Problem statement: List each line in the listing below that contains the word "given", copying every such line in full.

>> start

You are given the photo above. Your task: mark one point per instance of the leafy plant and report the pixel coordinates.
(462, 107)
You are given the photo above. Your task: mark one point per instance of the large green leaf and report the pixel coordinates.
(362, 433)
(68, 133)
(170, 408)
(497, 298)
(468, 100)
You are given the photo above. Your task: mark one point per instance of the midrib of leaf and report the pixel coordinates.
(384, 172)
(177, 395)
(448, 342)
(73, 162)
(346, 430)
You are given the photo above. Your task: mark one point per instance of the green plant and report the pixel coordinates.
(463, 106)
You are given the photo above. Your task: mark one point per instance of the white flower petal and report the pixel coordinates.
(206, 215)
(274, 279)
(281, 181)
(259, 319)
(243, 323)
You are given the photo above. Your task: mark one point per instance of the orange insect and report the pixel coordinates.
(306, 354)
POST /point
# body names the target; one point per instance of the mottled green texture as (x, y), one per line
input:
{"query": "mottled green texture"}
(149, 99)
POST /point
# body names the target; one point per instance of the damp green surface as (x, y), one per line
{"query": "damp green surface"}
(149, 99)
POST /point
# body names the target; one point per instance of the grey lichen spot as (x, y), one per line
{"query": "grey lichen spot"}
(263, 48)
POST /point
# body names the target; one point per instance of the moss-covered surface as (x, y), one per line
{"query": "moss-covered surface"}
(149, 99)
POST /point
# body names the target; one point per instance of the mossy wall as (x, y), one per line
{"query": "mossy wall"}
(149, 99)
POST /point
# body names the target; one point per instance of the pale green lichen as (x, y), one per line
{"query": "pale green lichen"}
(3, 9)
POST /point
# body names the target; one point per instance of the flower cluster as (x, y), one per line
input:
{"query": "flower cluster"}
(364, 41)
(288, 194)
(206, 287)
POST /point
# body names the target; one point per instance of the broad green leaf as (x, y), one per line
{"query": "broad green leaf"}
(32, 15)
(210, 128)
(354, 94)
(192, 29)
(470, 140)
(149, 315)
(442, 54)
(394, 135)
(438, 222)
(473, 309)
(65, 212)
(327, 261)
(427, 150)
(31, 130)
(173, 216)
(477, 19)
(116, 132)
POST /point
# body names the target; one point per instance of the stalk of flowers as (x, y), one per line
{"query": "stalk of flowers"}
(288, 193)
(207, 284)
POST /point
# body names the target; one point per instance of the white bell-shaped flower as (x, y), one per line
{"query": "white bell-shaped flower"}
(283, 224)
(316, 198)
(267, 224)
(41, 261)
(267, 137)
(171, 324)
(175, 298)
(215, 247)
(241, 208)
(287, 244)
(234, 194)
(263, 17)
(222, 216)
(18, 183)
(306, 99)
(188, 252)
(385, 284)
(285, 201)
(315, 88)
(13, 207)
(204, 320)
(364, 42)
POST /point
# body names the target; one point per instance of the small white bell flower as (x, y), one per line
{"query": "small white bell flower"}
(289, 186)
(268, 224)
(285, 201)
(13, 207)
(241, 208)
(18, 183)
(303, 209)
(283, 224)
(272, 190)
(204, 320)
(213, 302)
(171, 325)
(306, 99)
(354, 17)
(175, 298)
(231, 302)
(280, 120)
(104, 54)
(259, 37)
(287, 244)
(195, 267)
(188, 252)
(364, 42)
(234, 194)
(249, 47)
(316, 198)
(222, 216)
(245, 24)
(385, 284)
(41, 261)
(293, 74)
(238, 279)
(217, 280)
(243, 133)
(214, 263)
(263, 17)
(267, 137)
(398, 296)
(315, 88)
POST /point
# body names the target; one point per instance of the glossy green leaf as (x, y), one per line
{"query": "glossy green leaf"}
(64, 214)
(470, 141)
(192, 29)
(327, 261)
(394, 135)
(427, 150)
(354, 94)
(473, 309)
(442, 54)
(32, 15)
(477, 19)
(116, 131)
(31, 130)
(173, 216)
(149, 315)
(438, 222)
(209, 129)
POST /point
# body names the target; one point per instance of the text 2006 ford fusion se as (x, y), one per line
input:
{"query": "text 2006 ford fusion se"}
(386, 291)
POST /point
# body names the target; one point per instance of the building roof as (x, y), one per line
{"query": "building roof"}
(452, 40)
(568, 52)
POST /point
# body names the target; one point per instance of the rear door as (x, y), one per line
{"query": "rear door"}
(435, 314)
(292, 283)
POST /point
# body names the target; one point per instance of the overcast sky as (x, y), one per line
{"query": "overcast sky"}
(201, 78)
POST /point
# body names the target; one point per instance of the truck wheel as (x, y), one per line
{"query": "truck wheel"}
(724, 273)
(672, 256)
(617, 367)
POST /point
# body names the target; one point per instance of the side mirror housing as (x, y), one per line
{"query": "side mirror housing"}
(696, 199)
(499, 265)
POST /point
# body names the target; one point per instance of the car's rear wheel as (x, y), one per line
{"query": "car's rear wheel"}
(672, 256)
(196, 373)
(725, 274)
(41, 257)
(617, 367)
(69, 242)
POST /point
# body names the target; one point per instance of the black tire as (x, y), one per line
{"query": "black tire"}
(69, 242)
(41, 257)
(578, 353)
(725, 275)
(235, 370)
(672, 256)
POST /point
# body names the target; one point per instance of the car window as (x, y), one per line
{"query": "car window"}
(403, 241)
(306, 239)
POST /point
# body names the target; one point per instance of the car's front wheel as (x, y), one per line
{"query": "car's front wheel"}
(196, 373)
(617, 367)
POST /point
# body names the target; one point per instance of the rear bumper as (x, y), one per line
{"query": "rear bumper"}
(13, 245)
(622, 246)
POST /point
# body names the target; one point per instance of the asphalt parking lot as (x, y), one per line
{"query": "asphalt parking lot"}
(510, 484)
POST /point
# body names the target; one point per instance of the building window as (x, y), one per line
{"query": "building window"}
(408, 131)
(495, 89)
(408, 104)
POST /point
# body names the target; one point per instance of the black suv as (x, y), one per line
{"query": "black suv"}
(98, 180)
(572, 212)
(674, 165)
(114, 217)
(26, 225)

>> end

Solution for this exercise:
You are given the photo above. Your task: mark one point per instance of the leafy plant and report the pixel coordinates.
You are given the photo above. Your task: mark one point per instance of the large green leaf and report the pixel coordinates.
You are given the photo above. Your task: mark one point per instance of the midrib of leaf and report the pixel coordinates.
You are given the photo above. Your task: mark one point per instance of the green plant and report the pixel coordinates.
You are given the photo above. Your task: mark one point per instance of the white flower petal and report the pixel coordinates.
You are given the photo above. Your task: mark one point per instance of the orange insect and report the pixel coordinates.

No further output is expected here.